(Data excerpts)
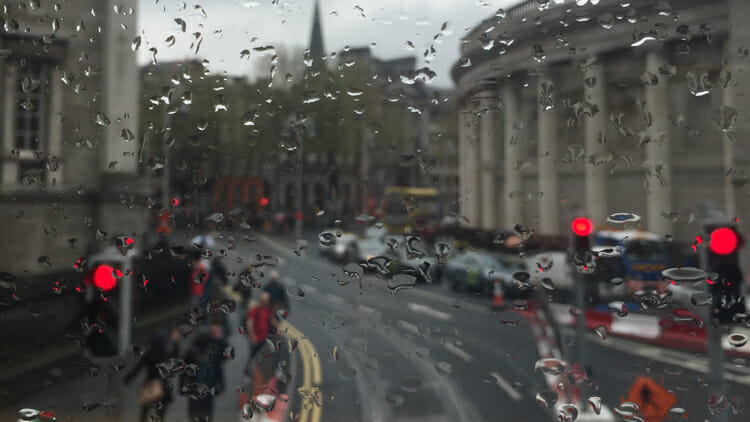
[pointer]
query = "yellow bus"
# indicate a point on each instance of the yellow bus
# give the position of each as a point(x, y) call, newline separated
point(408, 209)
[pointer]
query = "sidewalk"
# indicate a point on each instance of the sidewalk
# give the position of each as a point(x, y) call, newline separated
point(654, 329)
point(83, 396)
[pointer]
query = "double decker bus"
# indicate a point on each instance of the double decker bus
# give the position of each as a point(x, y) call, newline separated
point(410, 209)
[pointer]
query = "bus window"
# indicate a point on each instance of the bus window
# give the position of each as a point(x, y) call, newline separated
point(644, 250)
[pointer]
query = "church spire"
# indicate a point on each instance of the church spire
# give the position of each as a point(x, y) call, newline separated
point(316, 38)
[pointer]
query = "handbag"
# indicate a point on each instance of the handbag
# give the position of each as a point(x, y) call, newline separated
point(152, 391)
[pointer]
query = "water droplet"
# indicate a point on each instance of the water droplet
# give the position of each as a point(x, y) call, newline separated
point(606, 20)
point(101, 119)
point(444, 368)
point(698, 83)
point(127, 135)
point(567, 413)
point(511, 318)
point(550, 366)
point(684, 274)
point(737, 340)
point(521, 280)
point(546, 398)
point(619, 308)
point(601, 331)
point(400, 282)
point(264, 402)
point(663, 8)
point(595, 403)
point(327, 238)
point(724, 118)
point(394, 399)
point(414, 247)
point(628, 411)
point(623, 218)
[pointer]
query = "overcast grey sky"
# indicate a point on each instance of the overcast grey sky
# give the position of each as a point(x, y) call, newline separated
point(229, 26)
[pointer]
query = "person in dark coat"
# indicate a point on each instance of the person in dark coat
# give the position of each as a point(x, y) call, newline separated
point(160, 350)
point(203, 378)
point(277, 293)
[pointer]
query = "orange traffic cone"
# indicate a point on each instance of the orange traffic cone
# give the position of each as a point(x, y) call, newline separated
point(498, 298)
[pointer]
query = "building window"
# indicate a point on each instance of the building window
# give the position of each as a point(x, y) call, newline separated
point(27, 91)
point(30, 104)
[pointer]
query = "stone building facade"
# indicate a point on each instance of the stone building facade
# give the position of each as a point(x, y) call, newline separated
point(609, 107)
point(68, 83)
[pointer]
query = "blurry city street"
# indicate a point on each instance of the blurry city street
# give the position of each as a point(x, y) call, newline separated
point(321, 211)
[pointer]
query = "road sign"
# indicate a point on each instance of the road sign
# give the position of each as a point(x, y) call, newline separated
point(653, 400)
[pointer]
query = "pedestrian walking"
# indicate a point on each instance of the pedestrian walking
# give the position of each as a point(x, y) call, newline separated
point(156, 393)
point(203, 378)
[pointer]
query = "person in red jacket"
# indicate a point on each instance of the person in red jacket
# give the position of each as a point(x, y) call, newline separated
point(258, 323)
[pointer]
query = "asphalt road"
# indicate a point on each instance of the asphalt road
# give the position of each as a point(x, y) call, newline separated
point(369, 353)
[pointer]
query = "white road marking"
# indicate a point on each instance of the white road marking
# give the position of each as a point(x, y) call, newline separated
point(426, 310)
point(505, 386)
point(458, 352)
point(452, 301)
point(308, 288)
point(671, 357)
point(335, 299)
point(366, 309)
point(409, 327)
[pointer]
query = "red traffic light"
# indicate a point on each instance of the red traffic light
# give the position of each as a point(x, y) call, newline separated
point(104, 277)
point(582, 226)
point(723, 241)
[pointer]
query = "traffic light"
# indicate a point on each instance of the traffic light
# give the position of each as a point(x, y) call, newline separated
point(725, 275)
point(582, 228)
point(106, 308)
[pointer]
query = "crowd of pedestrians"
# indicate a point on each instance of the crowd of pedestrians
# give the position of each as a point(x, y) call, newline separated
point(198, 372)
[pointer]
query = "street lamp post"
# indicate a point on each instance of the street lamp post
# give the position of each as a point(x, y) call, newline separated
point(165, 151)
point(299, 214)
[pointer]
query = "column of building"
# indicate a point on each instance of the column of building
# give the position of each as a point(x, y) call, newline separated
point(658, 150)
point(594, 91)
point(488, 133)
point(512, 154)
point(547, 143)
point(468, 180)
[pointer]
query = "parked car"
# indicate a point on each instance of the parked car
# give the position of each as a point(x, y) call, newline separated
point(477, 272)
point(418, 261)
point(344, 250)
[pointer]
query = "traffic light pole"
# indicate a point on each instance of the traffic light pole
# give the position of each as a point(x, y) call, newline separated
point(126, 311)
point(580, 301)
point(582, 228)
point(716, 381)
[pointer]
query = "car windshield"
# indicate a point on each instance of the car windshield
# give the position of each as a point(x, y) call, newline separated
point(645, 250)
point(374, 210)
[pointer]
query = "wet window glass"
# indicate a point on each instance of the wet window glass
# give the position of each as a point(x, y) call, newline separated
point(324, 210)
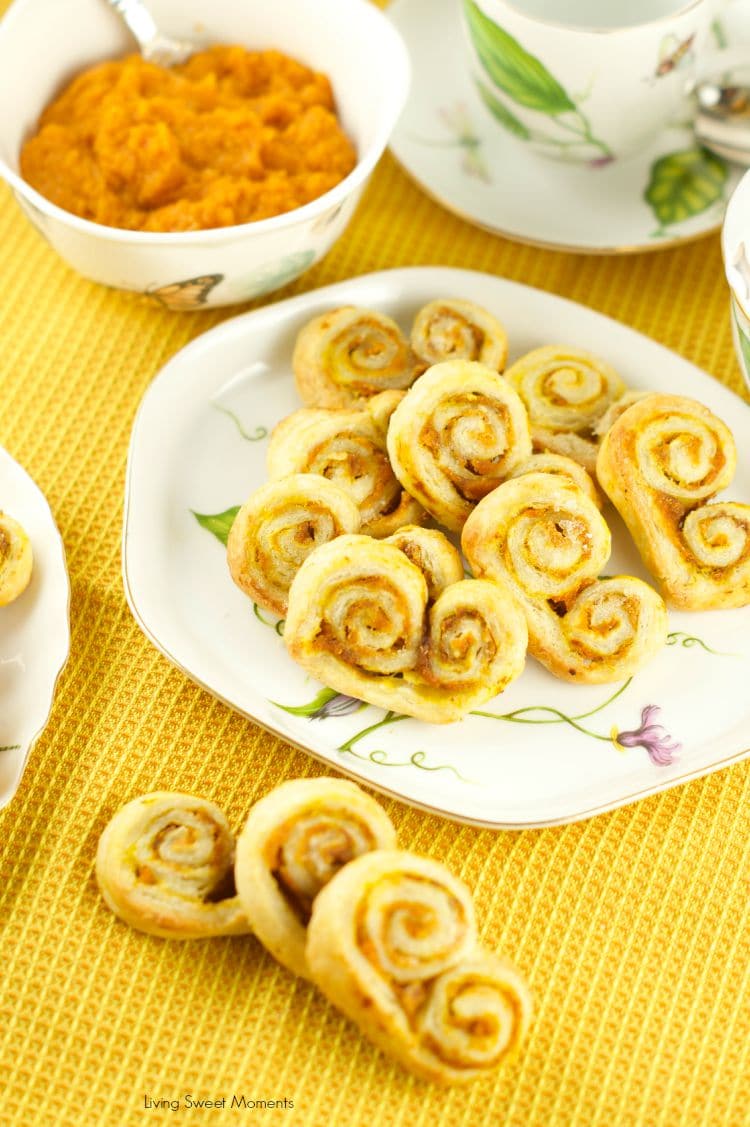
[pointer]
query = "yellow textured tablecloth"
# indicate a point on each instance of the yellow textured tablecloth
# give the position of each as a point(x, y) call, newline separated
point(633, 928)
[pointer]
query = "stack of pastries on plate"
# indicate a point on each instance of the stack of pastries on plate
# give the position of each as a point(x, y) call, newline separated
point(397, 434)
point(389, 937)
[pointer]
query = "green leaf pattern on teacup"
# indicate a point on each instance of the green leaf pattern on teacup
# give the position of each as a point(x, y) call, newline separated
point(521, 76)
point(684, 184)
point(525, 79)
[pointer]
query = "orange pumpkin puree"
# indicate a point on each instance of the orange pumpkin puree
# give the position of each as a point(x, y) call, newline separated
point(229, 136)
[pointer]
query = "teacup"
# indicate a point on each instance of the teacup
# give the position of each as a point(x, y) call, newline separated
point(585, 80)
point(735, 250)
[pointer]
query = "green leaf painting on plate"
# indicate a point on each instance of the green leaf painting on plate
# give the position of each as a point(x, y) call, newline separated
point(521, 76)
point(684, 184)
point(501, 113)
point(744, 344)
point(218, 523)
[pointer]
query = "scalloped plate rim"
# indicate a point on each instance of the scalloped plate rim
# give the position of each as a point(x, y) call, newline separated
point(398, 283)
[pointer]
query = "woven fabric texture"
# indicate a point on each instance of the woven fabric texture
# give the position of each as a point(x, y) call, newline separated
point(633, 928)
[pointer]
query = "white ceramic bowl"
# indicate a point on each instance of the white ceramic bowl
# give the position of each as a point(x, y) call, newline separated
point(735, 250)
point(43, 43)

**TASK TO CARRY OUT**:
Word for word, copy out each record; do not include pictures.

**SOLUTION**:
[pointer]
query = "yellow bus"
# indicate a point on each instance of the yellow bus
# give the position of each as a point(x, y) call, newline separated
point(408, 209)
[pointer]
query = "sidewalk"
# indicate a point on each instance of the sidewalk
# give the position of each as a point(x, y) call, newline separated
point(654, 329)
point(83, 396)
[pointer]
query = "double decker bus"
# indicate a point on each instance of the double decker bus
# give the position of each as a point(x, y) call, newline separated
point(410, 209)
[pointer]
query = "bus window"
# indicate a point on each instance of the bus window
# give the position of each as a point(x, y) call, newline separated
point(644, 250)
[pointer]
query = "church spire"
# indicate a point on each instance of the church spire
# give the position of each as a point(x, y) call, newline separated
point(316, 38)
[pointer]
query = "handbag"
# indicate a point on each instance of the handbag
# give the position of each as a point(x, y) call, newline separated
point(152, 391)
[pointer]
query = "water droplet"
# indicate a point on each instance of the water droplet
# give the position of each as a point(x, y) call, newline separated
point(606, 20)
point(101, 119)
point(444, 368)
point(698, 83)
point(127, 135)
point(567, 413)
point(511, 318)
point(550, 366)
point(684, 274)
point(737, 340)
point(521, 280)
point(546, 398)
point(619, 308)
point(601, 331)
point(400, 282)
point(264, 402)
point(663, 8)
point(595, 403)
point(327, 238)
point(724, 118)
point(394, 399)
point(414, 247)
point(628, 411)
point(623, 218)
[pointer]
query = "overcast grey sky"
# indicate a point on each instance of the overcast grey sky
# give the position of each as a point(x, y) call, newline separated
point(229, 26)
[pointer]
query = "person in dark coat"
# indicate a point on each instance of the person in dark coat
# give the position of each as a point(x, y) call, newline separated
point(160, 350)
point(203, 378)
point(277, 293)
[pointer]
query = "orange traffic cone"
# indicate a point on each instance of the orange traffic cone
# give the position of each as a point(x, y) call, newline separated
point(498, 298)
[pointer]
query = "building window"
# indicate a point on each instance of the building window
# give the position of each as a point(x, y) call, newline separated
point(27, 91)
point(30, 104)
[pointer]
query = "stone building facade"
# indicate a point on each instance of the stone building facade
# give the position of each as a point(x, y) call, newline separated
point(609, 107)
point(68, 83)
[pointer]
query = "blurry city street"
# indicate a point on each instance of the blurry city street
# give the position of each as a point(x, y) call, newline separated
point(321, 211)
[pointer]
query = "road sign"
# indicate a point on each instance of the road sign
# give the position of each as a point(x, y) call, newline separated
point(653, 400)
[pointer]
query = "pedestrian walking"
# indicate a point on each instance of the pedestrian walking
# give the position of each as a point(x, y) call, newline separated
point(156, 393)
point(203, 378)
[pointer]
query = "person in red jacket"
# indicate a point on each instance of the person in red jacket
# give the position of each as a point(x, y) call, newline separated
point(258, 323)
[pointer]
query = "asphalt road"
# indicate a point on each instance of the asphalt road
# give the position of each as a point(x, y) call, newline separated
point(369, 353)
[pointer]
query = "white road marking"
# indicate a point on each instance of the white road marking
# give the position of each as a point(x, y) call, newline separated
point(426, 310)
point(505, 386)
point(458, 352)
point(452, 301)
point(308, 288)
point(671, 357)
point(335, 299)
point(366, 309)
point(409, 327)
[pointer]
query = "red traffic light"
# indicate a point on each instance of the red traffic light
# give the position of each as a point(x, y) call, newline separated
point(104, 277)
point(582, 226)
point(723, 241)
[pointer]
query = "traffic light"
# indicate a point on each instance of the traffic light
# give the position of each as a point(x, y) call, newline separated
point(725, 275)
point(582, 228)
point(106, 308)
[pointer]
query = "crowd of pedestrians"
# indicate a point on each instance of the crowd of pedestrians
# give the position of each as a point(x, y) call, newline separated
point(198, 372)
[pointer]
query = "street lamp post"
# indicate a point on each instance of the street lamp post
# give the position of each as a point(x, y) call, newline separated
point(165, 151)
point(299, 214)
[pointer]
query = "column of building"
# indicate a point on each instance of the column of building
# give the position of each as a point(x, y) call, newline separated
point(658, 150)
point(594, 91)
point(488, 133)
point(512, 154)
point(547, 143)
point(468, 180)
[pointer]
query = "parked car"
# indicate a point on each instance of the parked car
# give the position of each as a point(x, y) call, newline separated
point(477, 272)
point(418, 261)
point(344, 250)
[pointer]
query = "traffic light pole"
# indicate a point on each instance of the traffic light pole
# give the position of each as a point(x, y) call, newline separated
point(126, 311)
point(580, 301)
point(582, 228)
point(716, 381)
[pointer]
query = "car windshield"
# indicate a point on each instance of the car windshield
# give the position of each as a point(x, y) call, newline separated
point(645, 250)
point(374, 210)
[pointer]
query = "wet window glass"
# indicate a point on each instance of the wet window glass
# give the position of each as a point(x, y) call, newline separated
point(324, 210)
[pointer]
query = "yellow textured tablecloth"
# indicate a point on each instance of the yellow textured tablecloth
# give the position of each as a point(x, y) call, newline separated
point(633, 928)
[pointer]
query = "stack of pastries on plate"
# indicate a point on each instance of the stack of pastries on plate
# give the position of each as a point(x, y) call, newline separated
point(397, 434)
point(389, 937)
[pointer]
query = "green leaf pattern on teacup"
# indicate a point on each instance of the green leaf pattern on teacup
# give the position of each as a point(x, y) call, newline separated
point(521, 76)
point(684, 184)
point(525, 79)
[pointer]
query = "orange pumpkin puree"
# indicate a point on each instance of the orange pumpkin puree
# give the position of each as a point(x, y) call, newline separated
point(229, 136)
[pointer]
query = "teacup"
# indicate a point on each instance of the teacup
# give the position of each as a point(x, y) call, newline separated
point(585, 80)
point(735, 250)
[pointer]
query = "green leaf painting on plate"
# indicate a point on each instance of the green leaf painting on plate
# give the position of each as a point(x, y) call, newline separated
point(521, 76)
point(684, 184)
point(501, 113)
point(744, 344)
point(218, 523)
[pointer]
query = "scalloped plate rim"
# indicate a point on each instance of the scalloped plate rim
# give the position of each as a point(x, y) call, newline separated
point(398, 283)
[pointer]
query = "woven fabric texture"
# indicate a point on each instance of the woven fabric texture
# give the position of each as a point(x, y) call, newline separated
point(633, 928)
[pointer]
query = "white ceramic bowl"
# indicate a point on each instance of the white ceramic bowl
# give the position of each as a point(x, y) call, newline separated
point(735, 250)
point(43, 43)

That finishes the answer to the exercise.